▶ _Trecho_:
• • • • • • •

A obra máxima de Andréas Vesalius, De Humani Corporis Fabrica, foi concluída em 1543, após inúmeras dissecações de cadáveres humanos. Dividida em sete partes – ossos, músculos, sistema circulatório, sistema nervoso, abdômen, tórax e cérebro –, o atlas traz magníficas ilustrações das estruturas do corpo e representa o marco inicial da anatomia moderna. Vesalius morreu em 1564, provavelmente em um naufrágio, na volta de uma peregrinação à Terra Santa. É considerado o “pai da anatomia moderna”. De Humani Corporis Fabrica foi relançada recentemente em edição luxuosa pela Editora da Unicamp.

Tempo de cirurgia pode diminuir em até 70% 

Em pouco mais de dois anos, o conjunto de inovações tecnológicas proporcionado pelo Promed já foi empregado em mais de 450 casos de diagnóstico e tratamento de patologias. Os procedimentos foram realizados em hospitais de Campinas, como o Mário Gatti e a Sobrapar, em instituições de São Paulo, Brasília, Rio Grande do Sul, Petrópolis, Belo Horizonte, Goiânia, Curitiba e Florianópolis, e até de países como Chile, Portugal e Equador. Uma das aplicações mais freqüentes tem sido a de confecção de próteses e moldes.

• • • • • • •

▶ _Conjunto de itens_:
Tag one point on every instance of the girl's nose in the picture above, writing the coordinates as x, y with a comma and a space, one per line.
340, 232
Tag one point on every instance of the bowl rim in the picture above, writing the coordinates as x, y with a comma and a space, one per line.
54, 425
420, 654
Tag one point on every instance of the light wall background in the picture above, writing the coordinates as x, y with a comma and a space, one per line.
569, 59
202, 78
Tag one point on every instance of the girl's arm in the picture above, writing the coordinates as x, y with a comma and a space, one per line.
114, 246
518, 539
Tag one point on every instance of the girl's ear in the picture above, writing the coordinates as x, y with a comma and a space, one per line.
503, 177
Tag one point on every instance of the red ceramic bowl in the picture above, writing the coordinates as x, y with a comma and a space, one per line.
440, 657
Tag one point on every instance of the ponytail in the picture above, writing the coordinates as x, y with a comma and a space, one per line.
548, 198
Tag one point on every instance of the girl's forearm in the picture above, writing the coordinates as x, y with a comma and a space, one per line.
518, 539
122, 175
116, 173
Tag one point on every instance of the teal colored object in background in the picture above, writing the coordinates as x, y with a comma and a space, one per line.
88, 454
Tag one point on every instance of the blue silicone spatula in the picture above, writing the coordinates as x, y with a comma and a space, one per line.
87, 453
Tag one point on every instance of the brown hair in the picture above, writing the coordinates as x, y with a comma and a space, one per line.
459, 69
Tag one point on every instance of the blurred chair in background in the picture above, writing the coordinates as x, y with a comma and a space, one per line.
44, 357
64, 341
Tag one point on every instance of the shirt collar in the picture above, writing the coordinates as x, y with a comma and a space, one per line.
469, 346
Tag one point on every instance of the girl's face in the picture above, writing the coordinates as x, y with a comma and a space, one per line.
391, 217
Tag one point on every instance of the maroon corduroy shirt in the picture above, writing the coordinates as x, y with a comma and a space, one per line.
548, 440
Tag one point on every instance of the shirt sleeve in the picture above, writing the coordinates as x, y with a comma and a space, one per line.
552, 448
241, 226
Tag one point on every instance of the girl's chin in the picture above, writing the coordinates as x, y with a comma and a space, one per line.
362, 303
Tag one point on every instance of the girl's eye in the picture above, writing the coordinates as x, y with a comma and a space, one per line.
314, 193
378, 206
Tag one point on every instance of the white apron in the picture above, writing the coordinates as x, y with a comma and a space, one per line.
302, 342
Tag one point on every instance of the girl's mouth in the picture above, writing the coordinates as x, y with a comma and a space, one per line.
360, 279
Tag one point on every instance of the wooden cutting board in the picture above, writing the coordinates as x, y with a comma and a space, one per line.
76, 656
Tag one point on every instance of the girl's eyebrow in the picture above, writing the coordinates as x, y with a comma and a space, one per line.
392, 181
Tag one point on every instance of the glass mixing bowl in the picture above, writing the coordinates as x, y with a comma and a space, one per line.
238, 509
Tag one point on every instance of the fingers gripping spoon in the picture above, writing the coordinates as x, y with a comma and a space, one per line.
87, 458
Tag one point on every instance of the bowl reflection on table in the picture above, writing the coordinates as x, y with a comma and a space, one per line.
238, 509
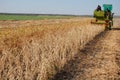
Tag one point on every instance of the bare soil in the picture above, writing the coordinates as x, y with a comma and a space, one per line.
99, 60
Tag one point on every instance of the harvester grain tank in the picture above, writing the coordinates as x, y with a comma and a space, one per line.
104, 16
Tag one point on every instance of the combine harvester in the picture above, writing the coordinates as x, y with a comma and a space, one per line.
104, 16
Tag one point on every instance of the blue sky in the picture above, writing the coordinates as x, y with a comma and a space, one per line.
77, 7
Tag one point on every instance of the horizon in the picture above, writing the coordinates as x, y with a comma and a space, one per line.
56, 7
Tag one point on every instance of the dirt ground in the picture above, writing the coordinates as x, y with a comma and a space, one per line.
99, 60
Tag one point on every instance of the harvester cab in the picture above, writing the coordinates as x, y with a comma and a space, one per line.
104, 16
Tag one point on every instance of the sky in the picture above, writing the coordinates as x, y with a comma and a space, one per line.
74, 7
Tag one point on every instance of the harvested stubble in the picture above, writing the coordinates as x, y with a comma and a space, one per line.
37, 52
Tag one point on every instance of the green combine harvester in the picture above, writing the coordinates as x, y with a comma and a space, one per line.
104, 16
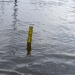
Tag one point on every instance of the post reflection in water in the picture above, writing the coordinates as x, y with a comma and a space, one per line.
13, 41
2, 6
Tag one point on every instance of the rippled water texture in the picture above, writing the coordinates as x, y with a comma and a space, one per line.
53, 42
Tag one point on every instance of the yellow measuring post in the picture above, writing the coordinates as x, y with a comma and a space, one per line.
29, 40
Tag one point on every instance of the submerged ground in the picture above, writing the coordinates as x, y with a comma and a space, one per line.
53, 44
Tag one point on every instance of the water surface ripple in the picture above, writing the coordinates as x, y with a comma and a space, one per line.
53, 44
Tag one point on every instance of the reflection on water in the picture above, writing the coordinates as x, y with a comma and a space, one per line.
53, 45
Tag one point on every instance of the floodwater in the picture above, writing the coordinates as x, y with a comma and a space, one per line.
53, 42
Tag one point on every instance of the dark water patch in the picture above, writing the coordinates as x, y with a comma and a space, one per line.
9, 72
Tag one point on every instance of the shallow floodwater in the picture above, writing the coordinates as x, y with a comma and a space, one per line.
53, 44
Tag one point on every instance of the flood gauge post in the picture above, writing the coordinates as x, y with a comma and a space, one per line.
29, 40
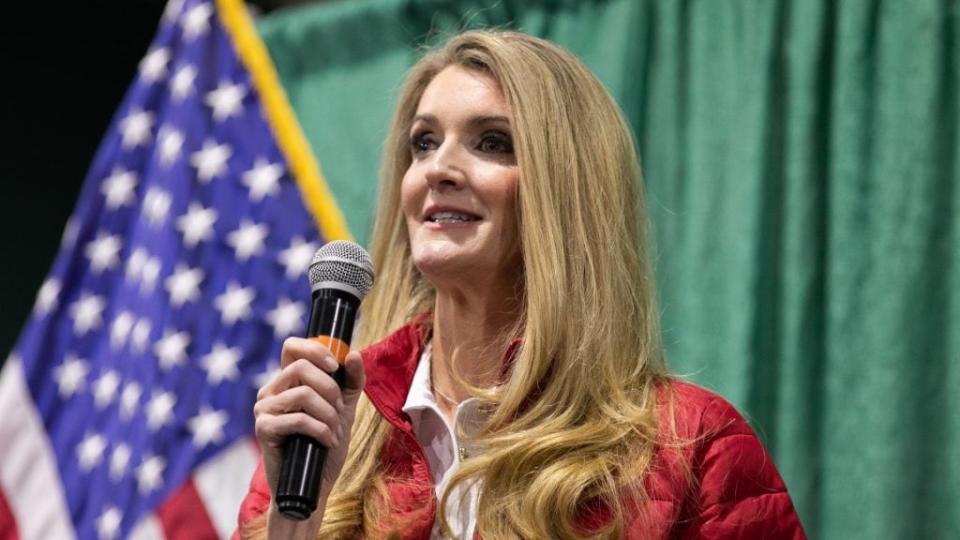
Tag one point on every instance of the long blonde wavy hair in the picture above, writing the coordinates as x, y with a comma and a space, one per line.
591, 351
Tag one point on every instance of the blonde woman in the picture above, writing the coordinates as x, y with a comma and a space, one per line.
514, 385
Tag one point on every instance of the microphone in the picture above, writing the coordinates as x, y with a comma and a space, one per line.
341, 274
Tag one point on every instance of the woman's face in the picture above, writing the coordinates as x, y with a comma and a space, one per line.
459, 194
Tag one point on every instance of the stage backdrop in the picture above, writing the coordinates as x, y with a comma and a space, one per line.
801, 160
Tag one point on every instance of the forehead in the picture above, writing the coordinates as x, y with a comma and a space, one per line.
462, 92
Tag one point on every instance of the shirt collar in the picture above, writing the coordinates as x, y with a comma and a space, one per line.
420, 395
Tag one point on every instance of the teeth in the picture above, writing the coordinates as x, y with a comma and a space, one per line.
450, 217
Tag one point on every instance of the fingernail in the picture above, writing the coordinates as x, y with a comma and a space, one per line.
331, 363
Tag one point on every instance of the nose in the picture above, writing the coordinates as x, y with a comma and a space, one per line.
445, 170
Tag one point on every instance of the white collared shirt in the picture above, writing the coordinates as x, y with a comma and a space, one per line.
442, 448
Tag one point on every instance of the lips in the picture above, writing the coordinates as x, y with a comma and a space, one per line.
448, 215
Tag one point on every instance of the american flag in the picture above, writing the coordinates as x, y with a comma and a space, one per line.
125, 407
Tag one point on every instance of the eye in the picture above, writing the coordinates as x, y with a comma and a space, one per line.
421, 142
496, 142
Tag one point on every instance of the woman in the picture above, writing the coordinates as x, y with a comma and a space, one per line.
521, 391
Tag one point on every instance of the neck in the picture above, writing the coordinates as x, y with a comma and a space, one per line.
469, 333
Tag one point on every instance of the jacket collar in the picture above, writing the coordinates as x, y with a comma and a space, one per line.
390, 365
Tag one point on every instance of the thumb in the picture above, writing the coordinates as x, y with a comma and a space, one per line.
355, 378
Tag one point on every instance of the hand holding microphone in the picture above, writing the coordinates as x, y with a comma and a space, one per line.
304, 416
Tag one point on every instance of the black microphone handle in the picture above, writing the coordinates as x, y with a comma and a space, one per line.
332, 315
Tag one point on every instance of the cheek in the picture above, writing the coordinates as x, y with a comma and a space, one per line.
410, 198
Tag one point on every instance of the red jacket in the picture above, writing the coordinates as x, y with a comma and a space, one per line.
736, 490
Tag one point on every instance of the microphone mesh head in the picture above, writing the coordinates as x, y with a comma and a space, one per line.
344, 265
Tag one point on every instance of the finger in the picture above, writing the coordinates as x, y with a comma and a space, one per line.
274, 429
355, 377
304, 373
295, 348
299, 399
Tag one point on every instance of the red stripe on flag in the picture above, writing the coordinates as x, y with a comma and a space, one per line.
8, 525
184, 517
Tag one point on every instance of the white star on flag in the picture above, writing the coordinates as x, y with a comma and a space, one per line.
207, 426
196, 224
156, 204
103, 252
150, 474
153, 67
129, 399
119, 460
262, 179
171, 350
160, 410
118, 188
234, 303
226, 100
135, 128
286, 318
184, 285
105, 387
196, 21
120, 329
169, 144
108, 523
247, 239
296, 258
71, 376
182, 82
90, 451
47, 297
86, 313
221, 363
140, 334
211, 160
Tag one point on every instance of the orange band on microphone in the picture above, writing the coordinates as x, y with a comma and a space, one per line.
338, 348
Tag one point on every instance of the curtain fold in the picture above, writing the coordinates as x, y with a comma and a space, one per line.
801, 162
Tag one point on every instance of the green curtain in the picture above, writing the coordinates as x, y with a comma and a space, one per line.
801, 161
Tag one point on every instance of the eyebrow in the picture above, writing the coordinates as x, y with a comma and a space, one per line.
474, 121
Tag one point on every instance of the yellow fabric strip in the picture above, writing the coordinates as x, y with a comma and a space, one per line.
304, 168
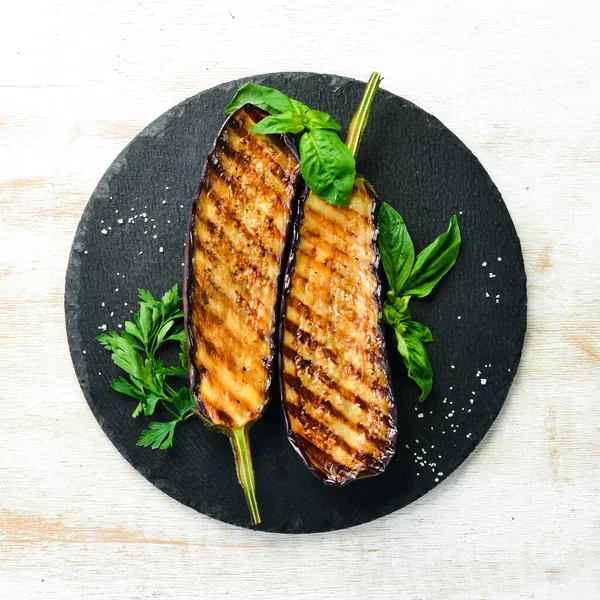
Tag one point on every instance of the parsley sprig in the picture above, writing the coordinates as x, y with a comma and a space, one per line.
136, 349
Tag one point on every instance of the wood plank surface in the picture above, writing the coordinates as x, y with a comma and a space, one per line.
518, 82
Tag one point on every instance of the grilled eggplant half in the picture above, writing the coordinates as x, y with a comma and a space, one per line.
335, 379
236, 244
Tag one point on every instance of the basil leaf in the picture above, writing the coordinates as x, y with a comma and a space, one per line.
416, 360
316, 119
434, 262
395, 246
285, 122
267, 98
395, 312
421, 331
327, 166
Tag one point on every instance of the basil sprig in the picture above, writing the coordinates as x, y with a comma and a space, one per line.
326, 163
409, 276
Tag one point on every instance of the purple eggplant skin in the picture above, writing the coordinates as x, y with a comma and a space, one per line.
285, 145
237, 242
315, 441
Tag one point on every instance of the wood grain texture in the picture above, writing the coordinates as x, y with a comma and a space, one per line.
518, 83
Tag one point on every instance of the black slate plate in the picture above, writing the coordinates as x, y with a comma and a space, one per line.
132, 234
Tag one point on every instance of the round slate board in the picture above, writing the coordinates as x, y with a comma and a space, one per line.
132, 234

• • • • • • •

▶ _Tarefa 1_:
Reescreva a parte do trecho que vai de "Tempo de cirurgia" a "próteses e moldes.", substituindo "Promed" por "programa".
▶ _Tarefa 2_:
Segundo o trecho, em quais partes se divide a obra De Humani Corporis Fabrica? Liste todas.

▶ _Resposta escrita 1_:
Tempo de cirurgia pode diminuir em até 70% 

Em pouco mais de dois anos, o conjunto de inovações tecnológicas proporcionado pelo programa já foi empregado em mais de 450 casos de diagnóstico e tratamento de patologias. Os procedimentos foram realizados em hospitais de Campinas, como o Mário Gatti e a Sobrapar, em instituições de São Paulo, Brasília, Rio Grande do Sul, Petrópolis, Belo Horizonte, Goiânia, Curitiba e Florianópolis, e até de países como Chile, Portugal e Equador. Uma das aplicações mais freqüentes tem sido a de confecção de próteses e moldes.

▶ _Resposta escrita 2_:
- Ossos
- Músculos
- Sistema circulatório
- Sistema nervoso
- Abdômen
- Tórax
- Cérebro